The problem
Extract each line of the data below that contains the string "inside".

Records for this exercise
-- BEGIN --
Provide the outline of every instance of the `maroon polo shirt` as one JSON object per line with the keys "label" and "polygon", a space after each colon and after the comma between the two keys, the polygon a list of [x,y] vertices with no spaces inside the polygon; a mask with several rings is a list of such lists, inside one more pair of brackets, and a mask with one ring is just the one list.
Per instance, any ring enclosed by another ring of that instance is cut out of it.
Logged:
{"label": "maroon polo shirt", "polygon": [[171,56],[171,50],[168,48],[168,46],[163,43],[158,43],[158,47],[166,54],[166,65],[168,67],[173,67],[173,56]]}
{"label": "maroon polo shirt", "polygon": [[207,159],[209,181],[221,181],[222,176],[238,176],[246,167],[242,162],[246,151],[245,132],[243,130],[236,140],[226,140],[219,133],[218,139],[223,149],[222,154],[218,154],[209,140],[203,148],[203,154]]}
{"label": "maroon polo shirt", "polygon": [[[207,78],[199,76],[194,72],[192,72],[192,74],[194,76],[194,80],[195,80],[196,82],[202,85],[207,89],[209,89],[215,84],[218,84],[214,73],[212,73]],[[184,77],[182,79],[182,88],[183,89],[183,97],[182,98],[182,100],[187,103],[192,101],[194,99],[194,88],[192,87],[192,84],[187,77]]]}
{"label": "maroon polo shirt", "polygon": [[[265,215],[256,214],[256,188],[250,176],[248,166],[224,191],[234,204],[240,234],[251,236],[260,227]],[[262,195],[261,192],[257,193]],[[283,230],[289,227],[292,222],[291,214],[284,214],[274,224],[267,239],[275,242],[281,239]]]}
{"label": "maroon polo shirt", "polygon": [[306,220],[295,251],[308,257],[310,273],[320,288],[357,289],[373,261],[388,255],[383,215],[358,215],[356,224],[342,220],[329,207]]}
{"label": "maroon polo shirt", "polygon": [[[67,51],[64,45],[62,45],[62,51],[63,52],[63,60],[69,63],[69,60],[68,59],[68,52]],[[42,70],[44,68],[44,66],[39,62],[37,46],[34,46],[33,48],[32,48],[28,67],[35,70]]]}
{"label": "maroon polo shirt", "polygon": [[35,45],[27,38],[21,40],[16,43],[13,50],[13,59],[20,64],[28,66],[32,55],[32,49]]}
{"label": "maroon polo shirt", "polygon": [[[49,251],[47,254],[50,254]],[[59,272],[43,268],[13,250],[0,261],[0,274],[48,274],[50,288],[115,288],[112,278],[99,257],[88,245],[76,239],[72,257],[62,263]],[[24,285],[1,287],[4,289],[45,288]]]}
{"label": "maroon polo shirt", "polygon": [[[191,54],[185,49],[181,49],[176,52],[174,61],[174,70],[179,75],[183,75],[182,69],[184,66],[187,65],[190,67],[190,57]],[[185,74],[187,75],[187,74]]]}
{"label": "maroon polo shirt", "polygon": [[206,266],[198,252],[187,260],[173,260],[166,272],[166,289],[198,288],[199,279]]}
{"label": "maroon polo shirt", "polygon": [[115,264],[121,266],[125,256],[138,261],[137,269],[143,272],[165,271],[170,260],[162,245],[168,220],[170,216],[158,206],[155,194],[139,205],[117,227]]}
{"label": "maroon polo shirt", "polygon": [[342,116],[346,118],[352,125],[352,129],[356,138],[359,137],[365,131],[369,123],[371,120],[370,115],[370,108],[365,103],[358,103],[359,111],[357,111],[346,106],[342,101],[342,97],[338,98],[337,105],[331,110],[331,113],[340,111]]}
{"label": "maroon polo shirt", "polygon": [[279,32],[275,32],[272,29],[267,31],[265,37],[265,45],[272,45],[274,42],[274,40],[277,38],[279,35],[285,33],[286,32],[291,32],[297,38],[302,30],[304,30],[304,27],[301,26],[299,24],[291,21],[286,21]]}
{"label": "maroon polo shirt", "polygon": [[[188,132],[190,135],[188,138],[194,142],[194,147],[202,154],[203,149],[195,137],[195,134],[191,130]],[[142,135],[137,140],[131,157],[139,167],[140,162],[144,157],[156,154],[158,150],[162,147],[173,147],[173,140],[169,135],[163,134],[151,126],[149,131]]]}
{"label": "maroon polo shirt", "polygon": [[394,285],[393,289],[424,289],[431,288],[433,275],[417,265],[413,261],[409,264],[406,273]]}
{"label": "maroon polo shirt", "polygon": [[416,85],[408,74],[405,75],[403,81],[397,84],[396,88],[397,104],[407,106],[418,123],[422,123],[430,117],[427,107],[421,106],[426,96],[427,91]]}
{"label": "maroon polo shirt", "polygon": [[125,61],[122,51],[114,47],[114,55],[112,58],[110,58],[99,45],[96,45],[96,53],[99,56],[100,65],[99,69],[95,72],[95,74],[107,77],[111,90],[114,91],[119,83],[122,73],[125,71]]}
-- END --
Exercise result
Provide the outline of every instance of the `maroon polo shirt` as one JSON object per line with the keys "label" and "polygon", a space after each colon and after the comma between the two keys, the polygon a list of [x,y] vertices with no spaces inside the polygon; a mask with several rings is a list of such lists, inside one more pair of brackets, and a mask with one ring is just the one list.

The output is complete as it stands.